A block of data:
....................
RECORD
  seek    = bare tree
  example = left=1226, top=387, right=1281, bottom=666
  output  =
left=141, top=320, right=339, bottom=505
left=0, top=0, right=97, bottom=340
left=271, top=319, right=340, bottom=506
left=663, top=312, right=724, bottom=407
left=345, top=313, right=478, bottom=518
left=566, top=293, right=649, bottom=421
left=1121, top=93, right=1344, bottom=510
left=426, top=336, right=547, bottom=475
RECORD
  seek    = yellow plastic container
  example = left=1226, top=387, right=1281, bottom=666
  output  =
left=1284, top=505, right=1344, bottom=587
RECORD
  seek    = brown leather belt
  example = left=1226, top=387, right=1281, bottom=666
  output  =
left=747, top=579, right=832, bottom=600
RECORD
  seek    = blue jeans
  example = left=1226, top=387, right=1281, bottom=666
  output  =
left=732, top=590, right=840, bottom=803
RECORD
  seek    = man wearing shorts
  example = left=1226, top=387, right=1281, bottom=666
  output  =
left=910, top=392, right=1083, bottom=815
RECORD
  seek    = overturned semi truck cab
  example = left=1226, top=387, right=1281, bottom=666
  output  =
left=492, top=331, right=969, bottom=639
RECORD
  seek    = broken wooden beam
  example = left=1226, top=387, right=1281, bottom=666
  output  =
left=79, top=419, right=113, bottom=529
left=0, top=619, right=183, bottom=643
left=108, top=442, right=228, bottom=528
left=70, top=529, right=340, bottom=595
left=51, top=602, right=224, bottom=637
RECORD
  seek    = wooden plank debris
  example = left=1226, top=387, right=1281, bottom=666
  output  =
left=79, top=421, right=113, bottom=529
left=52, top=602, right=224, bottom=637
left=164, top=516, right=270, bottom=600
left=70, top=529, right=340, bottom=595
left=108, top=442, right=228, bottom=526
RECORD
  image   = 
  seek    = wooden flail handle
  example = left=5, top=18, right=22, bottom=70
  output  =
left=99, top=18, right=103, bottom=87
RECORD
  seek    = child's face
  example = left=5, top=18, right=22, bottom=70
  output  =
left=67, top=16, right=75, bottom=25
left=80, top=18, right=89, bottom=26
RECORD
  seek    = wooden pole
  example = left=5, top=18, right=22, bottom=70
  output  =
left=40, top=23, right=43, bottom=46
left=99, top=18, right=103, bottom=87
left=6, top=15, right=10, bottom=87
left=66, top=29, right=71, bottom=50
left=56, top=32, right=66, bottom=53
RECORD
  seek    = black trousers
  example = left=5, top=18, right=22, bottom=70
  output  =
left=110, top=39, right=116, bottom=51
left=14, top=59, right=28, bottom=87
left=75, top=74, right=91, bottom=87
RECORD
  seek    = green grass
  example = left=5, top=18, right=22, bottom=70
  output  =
....................
• [Required task]
Report how many lines in the items above contain the word "wooden", treating uppercase and lowercase as different. Give only the number.

• [Solution]
4